**Source text:**

April 28, 2004

Berger's Vision: The Fisking XVII

Sandy Berger was commissioned by Foreign Affairs to produce a foreign policy essay for the next president from a Democrat perspective.

This is much too long to analyze in one shot, thus the numbered title, Part XVII is below:

The one country that we know has the capacity, and conceivably the inclination, actually to sell a working nuclear weapon to a terrorist group is North Korea. Yet the administration has reacted with inexplicable complacency as North Korea has crossed line after line on its way to becoming the world's first nuclear Wal-Mart. Pyongyang is now capable of producing, and potentially selling, up to 6 nuclear weapons at any time -- possibly 20 a year by the end of this decade -- something that even the most dire intelligence estimates did not predict in Iraq. We do not know how much plutonium North Korea has reprocessed into useable nuclear fuel over the past 18 months, since it expelled international monitors while we were busy negotiating the shape of the table.

**Records supplied:**
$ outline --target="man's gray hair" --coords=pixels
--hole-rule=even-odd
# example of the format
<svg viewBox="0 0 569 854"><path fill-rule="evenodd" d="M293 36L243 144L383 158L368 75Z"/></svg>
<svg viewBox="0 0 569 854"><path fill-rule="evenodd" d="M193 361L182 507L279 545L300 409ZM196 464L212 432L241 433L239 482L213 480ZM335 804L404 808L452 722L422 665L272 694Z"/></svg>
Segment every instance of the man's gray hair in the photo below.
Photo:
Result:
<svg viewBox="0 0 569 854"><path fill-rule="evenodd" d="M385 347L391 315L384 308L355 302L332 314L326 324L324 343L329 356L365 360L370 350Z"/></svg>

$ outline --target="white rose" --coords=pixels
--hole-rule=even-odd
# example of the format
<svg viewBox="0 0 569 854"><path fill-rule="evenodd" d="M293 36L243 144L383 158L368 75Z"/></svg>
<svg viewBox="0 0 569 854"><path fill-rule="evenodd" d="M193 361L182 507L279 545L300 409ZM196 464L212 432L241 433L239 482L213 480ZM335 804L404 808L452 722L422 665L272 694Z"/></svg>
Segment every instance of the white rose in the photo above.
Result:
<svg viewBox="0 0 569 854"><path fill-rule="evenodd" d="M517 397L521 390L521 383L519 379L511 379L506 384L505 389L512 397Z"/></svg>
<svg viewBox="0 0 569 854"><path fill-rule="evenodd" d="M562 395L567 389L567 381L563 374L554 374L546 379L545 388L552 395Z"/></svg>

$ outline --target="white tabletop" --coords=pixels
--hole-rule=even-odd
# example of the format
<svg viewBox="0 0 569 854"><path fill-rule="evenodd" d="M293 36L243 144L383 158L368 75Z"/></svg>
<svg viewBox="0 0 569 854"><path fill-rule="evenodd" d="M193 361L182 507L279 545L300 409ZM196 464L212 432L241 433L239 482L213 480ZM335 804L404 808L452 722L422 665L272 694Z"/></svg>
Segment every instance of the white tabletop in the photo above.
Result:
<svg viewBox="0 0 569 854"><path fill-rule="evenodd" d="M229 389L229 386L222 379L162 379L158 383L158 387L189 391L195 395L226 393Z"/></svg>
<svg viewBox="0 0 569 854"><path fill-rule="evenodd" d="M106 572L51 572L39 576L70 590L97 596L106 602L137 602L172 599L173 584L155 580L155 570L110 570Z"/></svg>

--

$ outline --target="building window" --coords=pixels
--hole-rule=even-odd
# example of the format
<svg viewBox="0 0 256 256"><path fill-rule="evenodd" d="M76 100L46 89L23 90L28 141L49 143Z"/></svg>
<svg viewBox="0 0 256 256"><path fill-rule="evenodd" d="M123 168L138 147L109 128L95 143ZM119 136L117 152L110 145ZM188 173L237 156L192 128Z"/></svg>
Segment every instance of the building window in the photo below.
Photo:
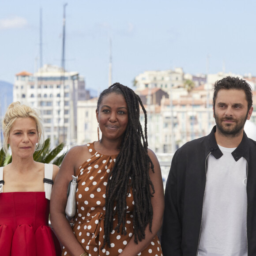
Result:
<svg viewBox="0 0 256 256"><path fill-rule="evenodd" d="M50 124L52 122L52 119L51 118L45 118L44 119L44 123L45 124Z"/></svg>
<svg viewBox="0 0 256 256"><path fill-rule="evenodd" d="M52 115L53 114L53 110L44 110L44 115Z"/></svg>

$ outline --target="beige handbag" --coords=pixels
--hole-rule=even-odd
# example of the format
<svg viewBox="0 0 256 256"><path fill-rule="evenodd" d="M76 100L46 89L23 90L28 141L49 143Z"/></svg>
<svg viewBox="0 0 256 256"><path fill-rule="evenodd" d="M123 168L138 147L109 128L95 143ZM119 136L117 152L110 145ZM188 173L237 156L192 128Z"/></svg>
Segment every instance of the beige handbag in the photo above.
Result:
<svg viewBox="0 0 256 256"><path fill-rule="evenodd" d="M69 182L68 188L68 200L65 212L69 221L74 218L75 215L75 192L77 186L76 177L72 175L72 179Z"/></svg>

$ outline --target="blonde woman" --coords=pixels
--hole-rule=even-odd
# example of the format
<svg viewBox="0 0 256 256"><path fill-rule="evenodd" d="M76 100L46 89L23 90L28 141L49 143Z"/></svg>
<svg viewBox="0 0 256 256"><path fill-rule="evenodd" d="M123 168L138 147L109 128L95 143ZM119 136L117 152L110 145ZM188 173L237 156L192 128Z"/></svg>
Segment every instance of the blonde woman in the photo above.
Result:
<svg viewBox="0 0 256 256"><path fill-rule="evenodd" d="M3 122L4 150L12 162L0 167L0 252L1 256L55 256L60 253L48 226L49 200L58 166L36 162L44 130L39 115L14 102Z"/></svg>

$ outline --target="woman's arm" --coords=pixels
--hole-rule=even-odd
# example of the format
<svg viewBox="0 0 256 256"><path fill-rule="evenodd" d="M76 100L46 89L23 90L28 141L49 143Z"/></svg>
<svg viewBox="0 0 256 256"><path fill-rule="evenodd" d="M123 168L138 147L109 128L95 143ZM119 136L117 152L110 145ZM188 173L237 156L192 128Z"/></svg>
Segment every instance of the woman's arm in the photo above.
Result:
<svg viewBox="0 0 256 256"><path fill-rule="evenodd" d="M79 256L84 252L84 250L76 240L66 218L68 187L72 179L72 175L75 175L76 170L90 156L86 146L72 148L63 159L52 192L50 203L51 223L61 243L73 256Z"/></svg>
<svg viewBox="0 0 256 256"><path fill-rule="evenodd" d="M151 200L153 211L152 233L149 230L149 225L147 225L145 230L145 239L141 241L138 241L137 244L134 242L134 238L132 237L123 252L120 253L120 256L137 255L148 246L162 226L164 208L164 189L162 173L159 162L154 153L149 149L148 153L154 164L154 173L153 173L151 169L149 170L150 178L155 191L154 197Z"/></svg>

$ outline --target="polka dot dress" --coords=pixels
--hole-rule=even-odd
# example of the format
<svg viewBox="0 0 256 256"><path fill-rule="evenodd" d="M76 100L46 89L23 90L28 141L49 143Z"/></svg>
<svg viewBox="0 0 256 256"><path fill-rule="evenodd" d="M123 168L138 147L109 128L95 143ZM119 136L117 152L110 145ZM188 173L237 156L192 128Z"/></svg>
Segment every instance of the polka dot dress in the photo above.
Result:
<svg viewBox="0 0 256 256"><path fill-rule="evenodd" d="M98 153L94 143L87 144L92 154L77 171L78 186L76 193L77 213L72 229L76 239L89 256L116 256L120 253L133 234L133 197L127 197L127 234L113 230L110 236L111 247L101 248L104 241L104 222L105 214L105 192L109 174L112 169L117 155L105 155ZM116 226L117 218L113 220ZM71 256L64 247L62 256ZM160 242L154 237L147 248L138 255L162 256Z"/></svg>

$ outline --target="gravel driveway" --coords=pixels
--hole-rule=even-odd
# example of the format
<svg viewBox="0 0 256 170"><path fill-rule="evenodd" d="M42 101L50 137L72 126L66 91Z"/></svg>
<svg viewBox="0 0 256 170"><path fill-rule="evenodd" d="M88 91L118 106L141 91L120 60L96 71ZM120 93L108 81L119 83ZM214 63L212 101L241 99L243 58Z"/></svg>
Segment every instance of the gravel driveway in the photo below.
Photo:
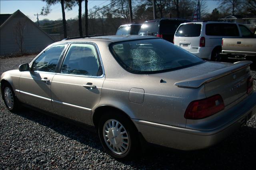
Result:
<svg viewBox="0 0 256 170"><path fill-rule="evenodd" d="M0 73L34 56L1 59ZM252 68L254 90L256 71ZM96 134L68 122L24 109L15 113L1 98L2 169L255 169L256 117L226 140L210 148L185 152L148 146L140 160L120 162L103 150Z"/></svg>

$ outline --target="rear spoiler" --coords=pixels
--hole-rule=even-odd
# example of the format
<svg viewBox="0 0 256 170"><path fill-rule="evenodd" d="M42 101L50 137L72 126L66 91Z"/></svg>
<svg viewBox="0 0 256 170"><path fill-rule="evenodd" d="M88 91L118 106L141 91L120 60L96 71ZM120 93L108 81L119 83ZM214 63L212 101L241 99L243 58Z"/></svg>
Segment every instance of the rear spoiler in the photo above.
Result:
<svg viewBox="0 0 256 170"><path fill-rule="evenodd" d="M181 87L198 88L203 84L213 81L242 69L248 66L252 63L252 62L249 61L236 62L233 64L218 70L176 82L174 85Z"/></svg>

...

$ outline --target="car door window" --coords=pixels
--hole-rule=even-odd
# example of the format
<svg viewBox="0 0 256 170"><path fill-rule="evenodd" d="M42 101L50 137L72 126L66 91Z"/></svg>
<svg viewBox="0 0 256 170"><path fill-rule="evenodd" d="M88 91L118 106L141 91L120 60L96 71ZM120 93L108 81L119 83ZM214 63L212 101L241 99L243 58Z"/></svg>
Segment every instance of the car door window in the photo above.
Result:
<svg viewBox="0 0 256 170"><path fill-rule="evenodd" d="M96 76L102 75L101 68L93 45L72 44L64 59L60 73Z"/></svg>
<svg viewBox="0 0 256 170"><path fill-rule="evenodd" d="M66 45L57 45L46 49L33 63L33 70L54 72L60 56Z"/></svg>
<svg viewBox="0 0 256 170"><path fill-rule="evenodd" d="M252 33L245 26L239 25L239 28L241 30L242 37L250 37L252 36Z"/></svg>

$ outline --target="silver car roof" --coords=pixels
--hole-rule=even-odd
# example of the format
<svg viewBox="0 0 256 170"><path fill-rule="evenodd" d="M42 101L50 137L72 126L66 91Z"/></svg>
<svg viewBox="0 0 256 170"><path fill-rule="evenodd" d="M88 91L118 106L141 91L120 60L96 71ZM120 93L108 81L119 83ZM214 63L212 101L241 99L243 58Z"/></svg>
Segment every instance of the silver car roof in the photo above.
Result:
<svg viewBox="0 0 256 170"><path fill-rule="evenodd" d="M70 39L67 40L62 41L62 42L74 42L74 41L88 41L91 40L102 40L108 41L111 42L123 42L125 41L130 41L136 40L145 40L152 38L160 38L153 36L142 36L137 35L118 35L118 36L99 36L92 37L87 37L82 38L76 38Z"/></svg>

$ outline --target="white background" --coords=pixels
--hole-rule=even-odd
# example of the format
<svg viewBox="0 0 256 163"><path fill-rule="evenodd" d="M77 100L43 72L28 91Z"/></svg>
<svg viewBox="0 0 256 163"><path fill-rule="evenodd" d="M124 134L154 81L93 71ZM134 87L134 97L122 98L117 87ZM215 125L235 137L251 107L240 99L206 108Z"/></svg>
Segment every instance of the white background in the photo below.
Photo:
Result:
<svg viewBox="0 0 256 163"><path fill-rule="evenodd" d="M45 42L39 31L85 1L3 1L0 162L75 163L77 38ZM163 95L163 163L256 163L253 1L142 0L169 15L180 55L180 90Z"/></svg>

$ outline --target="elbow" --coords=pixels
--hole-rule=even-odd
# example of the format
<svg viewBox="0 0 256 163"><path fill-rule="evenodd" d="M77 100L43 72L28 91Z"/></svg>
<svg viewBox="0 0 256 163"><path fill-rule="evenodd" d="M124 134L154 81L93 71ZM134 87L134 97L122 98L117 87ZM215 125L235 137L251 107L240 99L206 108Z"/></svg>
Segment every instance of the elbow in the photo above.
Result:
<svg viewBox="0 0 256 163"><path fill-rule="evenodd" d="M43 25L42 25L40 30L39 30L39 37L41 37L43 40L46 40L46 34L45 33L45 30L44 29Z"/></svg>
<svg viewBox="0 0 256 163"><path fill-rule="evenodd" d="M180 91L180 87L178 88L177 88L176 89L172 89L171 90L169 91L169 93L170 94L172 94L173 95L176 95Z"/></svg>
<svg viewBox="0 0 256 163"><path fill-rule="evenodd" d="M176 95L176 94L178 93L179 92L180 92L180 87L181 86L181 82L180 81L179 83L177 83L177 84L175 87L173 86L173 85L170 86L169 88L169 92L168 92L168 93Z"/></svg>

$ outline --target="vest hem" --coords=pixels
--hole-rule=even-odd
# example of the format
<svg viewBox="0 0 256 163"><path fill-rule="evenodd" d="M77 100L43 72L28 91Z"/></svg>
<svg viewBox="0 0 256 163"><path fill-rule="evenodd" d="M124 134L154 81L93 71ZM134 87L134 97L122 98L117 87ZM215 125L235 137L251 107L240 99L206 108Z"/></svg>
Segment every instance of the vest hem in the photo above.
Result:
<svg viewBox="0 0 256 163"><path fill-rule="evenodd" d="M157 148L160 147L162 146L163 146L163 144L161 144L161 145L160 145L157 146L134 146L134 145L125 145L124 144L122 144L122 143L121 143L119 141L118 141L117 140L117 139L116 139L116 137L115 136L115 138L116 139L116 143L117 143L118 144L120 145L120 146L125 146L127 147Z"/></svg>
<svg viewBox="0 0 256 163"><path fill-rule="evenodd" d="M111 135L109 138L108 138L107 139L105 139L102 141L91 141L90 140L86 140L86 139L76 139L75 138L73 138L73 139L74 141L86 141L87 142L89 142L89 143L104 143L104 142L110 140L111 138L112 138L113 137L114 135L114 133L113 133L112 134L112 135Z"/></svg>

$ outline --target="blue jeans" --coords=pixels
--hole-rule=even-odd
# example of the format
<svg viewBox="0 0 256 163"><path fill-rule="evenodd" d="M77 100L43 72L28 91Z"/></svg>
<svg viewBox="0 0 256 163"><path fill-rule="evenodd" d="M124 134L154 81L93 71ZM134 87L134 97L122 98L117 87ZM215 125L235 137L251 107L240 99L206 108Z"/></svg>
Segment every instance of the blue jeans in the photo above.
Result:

**Task directions:** Continue the blog post critiquing Sandy Berger's Foreign Affairs essay, starting after its last sentence.

**Output:**
For those not familiar with the term, to negotiate the shape of the table is a diplomatic tactic, seldom used by the US, to engage in a contest of wills, insisting that certain trivial issues must be negotiated before any talk of substance starts. The loser is he who agrees to the other's proposal for 'the shape of the table' thus admitting that he is the weaker party who will be giving the bulk of concessions when it comes to the substantial portion of the negotiation.

In the Korean War, it literally took the form of negotiations of the shape of the table at which talks would proceed and the excruciating length of these negotiations are where the term comes from.

Sandy Berger is preemptively announcing that in any negotiation with North Korea under a Democrat administration following his advice, the US will be the weaker party and the N. Koreans can wear us down with delaying tactics at will. How he can possibly give away the store so early and so publicly is beyond me. What is he thinking?